[Start of GIVEN DATA]

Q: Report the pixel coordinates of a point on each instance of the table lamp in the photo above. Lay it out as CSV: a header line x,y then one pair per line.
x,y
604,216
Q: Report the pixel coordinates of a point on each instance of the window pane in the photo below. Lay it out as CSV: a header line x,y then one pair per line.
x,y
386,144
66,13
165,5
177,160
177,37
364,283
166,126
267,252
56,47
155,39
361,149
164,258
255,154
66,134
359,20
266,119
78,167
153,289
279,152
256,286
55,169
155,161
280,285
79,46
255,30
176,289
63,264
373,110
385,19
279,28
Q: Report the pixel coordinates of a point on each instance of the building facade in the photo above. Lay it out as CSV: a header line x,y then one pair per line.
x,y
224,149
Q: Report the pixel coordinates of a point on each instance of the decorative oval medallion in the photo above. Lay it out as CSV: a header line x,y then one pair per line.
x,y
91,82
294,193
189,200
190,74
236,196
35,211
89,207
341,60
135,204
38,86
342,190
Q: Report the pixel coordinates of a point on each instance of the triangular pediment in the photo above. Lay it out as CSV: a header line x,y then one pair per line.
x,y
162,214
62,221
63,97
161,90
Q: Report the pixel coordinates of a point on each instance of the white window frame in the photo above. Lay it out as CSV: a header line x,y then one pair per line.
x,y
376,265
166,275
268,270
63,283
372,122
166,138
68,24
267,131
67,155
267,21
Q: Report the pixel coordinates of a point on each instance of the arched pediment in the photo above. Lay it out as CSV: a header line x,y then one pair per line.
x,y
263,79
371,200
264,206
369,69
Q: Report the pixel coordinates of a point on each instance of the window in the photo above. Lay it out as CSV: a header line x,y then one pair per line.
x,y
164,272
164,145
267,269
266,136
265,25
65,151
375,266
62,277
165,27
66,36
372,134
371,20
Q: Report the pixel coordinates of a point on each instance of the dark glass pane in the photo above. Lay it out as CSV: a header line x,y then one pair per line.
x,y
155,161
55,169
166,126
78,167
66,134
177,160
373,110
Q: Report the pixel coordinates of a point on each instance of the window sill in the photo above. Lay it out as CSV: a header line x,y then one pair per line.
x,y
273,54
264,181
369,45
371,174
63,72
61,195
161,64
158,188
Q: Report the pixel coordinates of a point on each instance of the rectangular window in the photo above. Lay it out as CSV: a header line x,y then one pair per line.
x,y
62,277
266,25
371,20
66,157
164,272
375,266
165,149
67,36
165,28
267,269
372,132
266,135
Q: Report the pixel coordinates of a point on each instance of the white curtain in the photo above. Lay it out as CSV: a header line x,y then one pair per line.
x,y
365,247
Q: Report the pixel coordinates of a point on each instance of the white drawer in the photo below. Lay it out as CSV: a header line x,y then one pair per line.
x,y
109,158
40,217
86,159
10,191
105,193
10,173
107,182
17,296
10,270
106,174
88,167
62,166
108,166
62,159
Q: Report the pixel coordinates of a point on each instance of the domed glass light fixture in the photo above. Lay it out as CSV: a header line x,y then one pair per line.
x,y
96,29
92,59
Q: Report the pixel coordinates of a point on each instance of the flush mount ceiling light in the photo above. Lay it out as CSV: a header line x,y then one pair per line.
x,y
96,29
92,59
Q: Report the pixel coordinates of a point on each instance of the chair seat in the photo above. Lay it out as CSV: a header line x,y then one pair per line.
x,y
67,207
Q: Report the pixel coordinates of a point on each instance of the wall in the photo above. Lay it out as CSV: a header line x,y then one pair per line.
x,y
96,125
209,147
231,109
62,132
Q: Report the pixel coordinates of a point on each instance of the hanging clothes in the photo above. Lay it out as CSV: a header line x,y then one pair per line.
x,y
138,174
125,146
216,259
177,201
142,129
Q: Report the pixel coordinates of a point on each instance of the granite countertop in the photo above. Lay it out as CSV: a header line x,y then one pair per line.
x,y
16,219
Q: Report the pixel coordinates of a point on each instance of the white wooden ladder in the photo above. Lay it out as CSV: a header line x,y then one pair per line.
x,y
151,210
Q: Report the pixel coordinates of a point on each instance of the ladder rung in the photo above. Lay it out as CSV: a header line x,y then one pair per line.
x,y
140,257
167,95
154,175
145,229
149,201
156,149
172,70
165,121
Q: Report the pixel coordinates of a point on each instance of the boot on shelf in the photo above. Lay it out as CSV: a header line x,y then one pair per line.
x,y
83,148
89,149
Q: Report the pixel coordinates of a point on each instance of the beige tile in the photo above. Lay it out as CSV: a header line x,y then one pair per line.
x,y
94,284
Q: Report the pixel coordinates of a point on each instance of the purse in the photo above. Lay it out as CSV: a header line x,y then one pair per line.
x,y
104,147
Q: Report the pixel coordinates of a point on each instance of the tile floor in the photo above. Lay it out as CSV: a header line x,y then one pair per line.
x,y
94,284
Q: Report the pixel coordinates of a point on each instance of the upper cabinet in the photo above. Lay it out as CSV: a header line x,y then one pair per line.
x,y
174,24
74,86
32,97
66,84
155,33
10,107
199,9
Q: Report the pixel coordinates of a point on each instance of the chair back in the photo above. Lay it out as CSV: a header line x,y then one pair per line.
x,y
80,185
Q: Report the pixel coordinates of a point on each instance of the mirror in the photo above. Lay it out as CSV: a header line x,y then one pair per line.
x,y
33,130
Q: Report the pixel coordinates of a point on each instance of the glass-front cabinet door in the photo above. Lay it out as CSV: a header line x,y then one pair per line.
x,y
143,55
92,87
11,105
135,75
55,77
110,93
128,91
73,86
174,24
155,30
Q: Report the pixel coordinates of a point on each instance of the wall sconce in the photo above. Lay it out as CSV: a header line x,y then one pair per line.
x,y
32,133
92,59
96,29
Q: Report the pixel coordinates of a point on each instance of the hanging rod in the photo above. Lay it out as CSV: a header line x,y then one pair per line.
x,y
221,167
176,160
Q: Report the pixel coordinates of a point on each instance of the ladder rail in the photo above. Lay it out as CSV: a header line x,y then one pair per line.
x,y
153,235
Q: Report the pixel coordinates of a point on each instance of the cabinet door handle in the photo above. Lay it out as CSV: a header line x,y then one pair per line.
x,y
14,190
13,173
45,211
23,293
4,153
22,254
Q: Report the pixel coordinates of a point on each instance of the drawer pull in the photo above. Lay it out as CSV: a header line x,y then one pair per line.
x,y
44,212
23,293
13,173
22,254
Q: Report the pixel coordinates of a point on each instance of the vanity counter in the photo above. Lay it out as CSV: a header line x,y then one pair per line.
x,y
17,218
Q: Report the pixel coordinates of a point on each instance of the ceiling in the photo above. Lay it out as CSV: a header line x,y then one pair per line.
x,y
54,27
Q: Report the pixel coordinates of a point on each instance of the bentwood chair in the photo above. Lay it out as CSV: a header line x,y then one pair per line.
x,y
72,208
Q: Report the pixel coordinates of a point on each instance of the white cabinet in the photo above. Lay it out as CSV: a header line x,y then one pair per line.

[End of GIVEN DATA]

◆ DESCRIPTION OF THE TASK
With the line containing "the chair back" as the first and the last line of the records as the final one, print exactly the lines in that span.

◆ SOLVED PROBLEM
Q: Report the pixel coordinates of a point on each instance of the chair back in the photo above. Lay it out as CSV: a header line x,y then one pair per line.
x,y
80,185
Q: Report the pixel coordinates of a point on each instance of the mirror in the photo above. Lay it out as CSV: a header line x,y then one pair per line.
x,y
33,130
Q: Report the pixel coordinates of a point on each instance of the glass-front cabinet door in the photo above. Lay it out as CSV: a header line x,y then one pair per line.
x,y
143,55
92,87
11,105
135,75
55,77
110,93
128,91
73,86
174,24
155,30
Q: Report the pixel coordinates of a point on each instance of the wall sconce in the photo above. Lay it out as CSV: a header line x,y then one pair per line.
x,y
32,133
92,59
96,29
Q: Report the pixel coordinates of a point on each instance of the hanging rod in the photo above. Lay it out as CSV: a header line x,y then one pair per line.
x,y
221,167
176,160
Q: Report the pixel coordinates of a point on each instance of the ladder rail in the photo above. Lay it out as CSV: a header line x,y then one pair per line.
x,y
153,235
Q: Report the pixel coordinates of a point on each instance of the cabinet door handle in the photo above. Lay it out as CSV: a header line x,y then one pair per line.
x,y
14,190
13,173
45,211
23,293
4,153
22,254
Q: Report the pixel coordinates of a point on each instance of the drawer pull in the photo above. Lay it out as CSV: a header line x,y then one pair per line.
x,y
44,212
23,293
13,173
22,254
Q: Report the pixel coordinates of a point on each instance of the vanity counter in the photo above. Lay it out as CSV: a header line x,y then one pair per line.
x,y
17,218
Q: Report the pixel coordinates of a point on each instance of the ceiling in the photo above. Lay it out as CSV: a header line x,y then one pair per line.
x,y
54,27
Q: Report the pixel coordinates of a point on each instance of the bentwood chair in the photo above. Lay it out as CSV: a header line x,y then one pair per line.
x,y
72,208
Q: Report the pixel coordinates of a point on each instance of the white cabinet in the photo above. Lay it out as CSV: a header line x,y then one pair per line.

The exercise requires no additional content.